* What to produce: Repeat every entry below exactly.

* Data section:

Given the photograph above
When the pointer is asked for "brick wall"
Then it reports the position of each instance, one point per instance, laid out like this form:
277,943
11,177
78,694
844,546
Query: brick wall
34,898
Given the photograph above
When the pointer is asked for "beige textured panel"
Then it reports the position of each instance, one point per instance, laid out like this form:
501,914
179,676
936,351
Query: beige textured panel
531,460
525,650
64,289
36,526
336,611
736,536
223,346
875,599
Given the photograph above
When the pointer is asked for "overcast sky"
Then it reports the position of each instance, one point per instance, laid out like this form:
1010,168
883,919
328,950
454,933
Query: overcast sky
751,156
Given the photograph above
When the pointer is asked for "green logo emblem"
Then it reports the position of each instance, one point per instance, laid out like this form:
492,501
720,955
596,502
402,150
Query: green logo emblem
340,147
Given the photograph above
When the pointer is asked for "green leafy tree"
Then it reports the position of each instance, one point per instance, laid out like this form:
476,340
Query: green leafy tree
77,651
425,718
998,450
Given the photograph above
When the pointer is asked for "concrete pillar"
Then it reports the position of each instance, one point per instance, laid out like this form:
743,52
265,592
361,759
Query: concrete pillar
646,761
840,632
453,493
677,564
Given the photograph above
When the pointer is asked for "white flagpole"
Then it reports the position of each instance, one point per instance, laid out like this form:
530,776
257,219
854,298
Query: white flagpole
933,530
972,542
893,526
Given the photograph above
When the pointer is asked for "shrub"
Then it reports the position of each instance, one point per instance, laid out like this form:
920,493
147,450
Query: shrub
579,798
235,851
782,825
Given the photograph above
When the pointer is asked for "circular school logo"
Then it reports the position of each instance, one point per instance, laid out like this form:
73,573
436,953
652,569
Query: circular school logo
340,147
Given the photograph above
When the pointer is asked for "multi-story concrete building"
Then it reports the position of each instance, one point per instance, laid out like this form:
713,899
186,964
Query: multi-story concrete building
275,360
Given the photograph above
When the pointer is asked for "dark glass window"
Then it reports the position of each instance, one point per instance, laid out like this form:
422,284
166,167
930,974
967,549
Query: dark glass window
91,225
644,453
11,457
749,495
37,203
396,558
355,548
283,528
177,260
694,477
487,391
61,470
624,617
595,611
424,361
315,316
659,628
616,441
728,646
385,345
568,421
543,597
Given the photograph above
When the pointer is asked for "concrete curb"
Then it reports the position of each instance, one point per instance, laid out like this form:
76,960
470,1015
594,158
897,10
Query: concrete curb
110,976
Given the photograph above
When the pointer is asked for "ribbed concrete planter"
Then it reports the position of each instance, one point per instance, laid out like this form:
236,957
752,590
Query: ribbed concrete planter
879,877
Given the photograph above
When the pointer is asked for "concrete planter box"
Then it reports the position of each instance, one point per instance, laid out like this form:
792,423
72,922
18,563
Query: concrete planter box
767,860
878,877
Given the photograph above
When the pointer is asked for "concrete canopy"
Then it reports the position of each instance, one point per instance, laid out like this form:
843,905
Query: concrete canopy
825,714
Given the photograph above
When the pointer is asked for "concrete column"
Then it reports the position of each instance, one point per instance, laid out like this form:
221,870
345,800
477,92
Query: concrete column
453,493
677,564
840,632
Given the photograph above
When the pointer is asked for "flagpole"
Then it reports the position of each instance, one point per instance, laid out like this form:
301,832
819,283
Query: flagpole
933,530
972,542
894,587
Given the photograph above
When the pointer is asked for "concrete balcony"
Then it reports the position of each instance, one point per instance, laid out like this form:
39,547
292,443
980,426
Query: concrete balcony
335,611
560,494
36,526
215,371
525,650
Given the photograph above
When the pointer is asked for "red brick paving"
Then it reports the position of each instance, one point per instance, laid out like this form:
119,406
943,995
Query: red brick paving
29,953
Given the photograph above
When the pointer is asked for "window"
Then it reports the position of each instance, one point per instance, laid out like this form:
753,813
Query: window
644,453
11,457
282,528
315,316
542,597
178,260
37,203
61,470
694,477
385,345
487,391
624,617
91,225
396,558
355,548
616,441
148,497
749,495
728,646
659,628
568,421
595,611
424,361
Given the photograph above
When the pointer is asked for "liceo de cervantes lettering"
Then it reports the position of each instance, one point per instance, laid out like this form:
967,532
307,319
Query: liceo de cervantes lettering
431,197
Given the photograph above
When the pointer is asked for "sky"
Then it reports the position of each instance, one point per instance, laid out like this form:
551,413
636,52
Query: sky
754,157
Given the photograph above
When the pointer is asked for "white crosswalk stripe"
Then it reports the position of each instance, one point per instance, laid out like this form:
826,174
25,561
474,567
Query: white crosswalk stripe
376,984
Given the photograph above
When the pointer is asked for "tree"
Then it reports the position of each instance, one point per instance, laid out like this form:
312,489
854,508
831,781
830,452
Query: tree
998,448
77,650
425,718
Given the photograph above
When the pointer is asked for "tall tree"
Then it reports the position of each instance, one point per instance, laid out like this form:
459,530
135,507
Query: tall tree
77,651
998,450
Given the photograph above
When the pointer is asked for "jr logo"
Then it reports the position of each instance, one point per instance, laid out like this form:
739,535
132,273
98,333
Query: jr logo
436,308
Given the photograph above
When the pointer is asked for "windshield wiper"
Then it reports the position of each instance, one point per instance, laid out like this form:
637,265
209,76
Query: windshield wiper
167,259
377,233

* Response to the task:
Given the photograph above
When the pointer is asked for "brick wall"
Then it reports the position of each instance, one point per instance, laid out like this form:
277,943
11,177
78,694
844,546
Query: brick wall
34,898
Given the photograph above
When the pointer is asked for "beige textured panel"
Then it reports the position of each instance, one point per instance, laid out like this form:
501,914
179,676
936,351
Query: beige textured panel
531,460
525,650
64,289
36,526
336,611
736,536
223,346
875,599
Given the photograph above
When the pointer is asked for "overcast sky"
Then it reports the position of each instance, one point per instance, laid out like this form:
1010,168
883,919
328,950
454,933
Query: overcast sky
751,156
Given the photograph above
When the pointer is asked for "green logo emblem"
Then it reports the position of each instance, one point per instance, laid out like this form:
492,501
720,955
596,502
402,150
Query: green logo emblem
340,147
Given the photograph above
When the pointer is asked for "green leafy tree"
Then it reports the position of each instance, one point per instance, laid out like this form:
476,340
Query: green leafy tree
77,651
425,718
998,450
Given the photograph above
When the pointer is asked for "concrete pillar"
Then it reports the position of each instance, one point per instance, laid out like this form:
743,52
265,592
361,759
Query: concrete pillar
646,761
840,632
453,493
677,564
Given the photograph above
When the pointer is asked for "white flagpole"
Then it reports the position of each instance, one point per instance, laid out like this form:
530,776
257,219
854,298
Query: white flagpole
933,530
972,542
893,526
Given the photograph above
When the pointer is asked for "shrub"
Then it reports the position of each instance, one point per instance, laid out like this form:
920,493
147,450
Query: shrub
579,798
235,851
782,825
Given the photograph above
When the pointer is asked for "circular school logo"
Then it reports the position of each instance, one point per instance, laid out like this form:
73,573
436,953
652,569
Query: circular school logo
340,147
Given the photograph above
When the pointer is asked for "multi-story concrete building"
Then it reports the position of each instance, one point per instance, laid out like this form:
713,899
186,964
Query: multi-story concrete building
275,360
Given the photograph above
When the pointer is asked for "dark glass window"
Then it reports the position of each instance, one point per instance, laid out like this form:
422,284
166,167
930,974
967,549
Query: dark glass window
91,225
644,453
11,457
749,495
37,203
396,558
355,548
283,528
177,260
694,477
487,391
61,470
624,617
595,611
424,361
315,316
659,628
616,441
728,646
385,345
568,421
543,597
Given the photograph above
When the pointer is asked for "concrete curb"
Then it reports the position of each instance, one point per instance, laid out like this form:
76,960
470,1015
594,158
897,10
Query: concrete curb
110,976
Given the photograph above
When the pointer is asked for "ribbed concrete planter"
Then it reports the position of each instance, one point per instance, laid out like this form:
236,957
752,590
Query: ribbed concrete planter
879,877
Given the photograph above
When the pointer is asked for "concrete planter box"
Then it reports the position of each instance, one point per instance, laid out like this form:
792,423
72,922
18,563
Query: concrete planter box
767,860
878,877
Given the photograph above
When the pointer is asked for "concrete canopy"
Then it reports the position of each instance, one point per instance, laid out like this form:
843,905
Query: concrete canopy
825,714
Given the photograph above
When the pointer is asked for "concrete column"
Then it reports the position of each instance, one point per instance, laid out like this form:
221,870
345,800
477,92
Query: concrete column
453,493
677,564
840,632
Given the photograph above
When the pointer is asked for "flagpole"
Then it reports the position of each instance, one point per instance, laid out like this form:
301,832
819,283
Query: flagpole
933,530
972,542
894,587
Given the photograph above
When the pointer is asked for "concrete balcony"
Then it reports the position of each instance, one point per instance, laid out like this form:
39,547
292,443
980,426
Query: concrete balcony
335,611
560,494
36,526
215,371
525,650
Given the photograph above
When the pointer is asked for "red brick paving"
Then it reports the position of each instance, one point per instance, laid out like this form:
119,406
943,995
Query: red brick paving
29,953
Given the photograph above
When the pointer is asked for "window"
Then it reports the position of each instance, one point per instance, laid out like this form:
753,813
Query: window
644,453
11,457
282,528
315,316
542,597
178,260
37,203
61,470
694,477
385,345
487,391
624,617
91,225
396,558
355,548
616,441
148,497
749,495
728,646
659,628
568,421
595,611
424,361
Given the photograph above
When the pointer is asked for "liceo de cervantes lettering"
Then it reports the position of each instance, one point per instance, laid out like this form:
967,532
307,319
Query: liceo de cervantes lettering
431,197
Given the photograph above
When the pointer is asked for "sky"
Then it reports the position of each instance, one point per instance, laid out like this form:
551,413
636,52
Query: sky
754,157
Given the photograph above
When the pointer is asked for "white crosswalk stripe"
Then it reports the position of each instance, one point per instance, laid out like this form:
826,174
25,561
474,567
Query: white crosswalk stripe
376,984
Given the photograph above
When the pointer is asked for "tree"
Then it reports the position of each instance, one point per instance, laid out like this form:
312,489
854,508
831,781
830,452
Query: tree
998,448
77,650
425,718
Given the photograph above
When the pointer is asked for "tall tree"
Then it reports the position of each instance, one point per instance, laid out like this form:
459,530
135,507
Query: tall tree
77,651
998,450
Given the photograph above
When the pointer is asked for "jr logo"
Then it reports the position of each instance, one point per instance, laid out like this form:
739,535
132,273
98,333
Query: jr logo
436,308
Given the photograph above
When the pointer is asked for "windshield wiper"
Then it reports the position of each instance, one point per instance, laid out like this form:
637,265
209,76
Query: windshield wiper
167,259
377,233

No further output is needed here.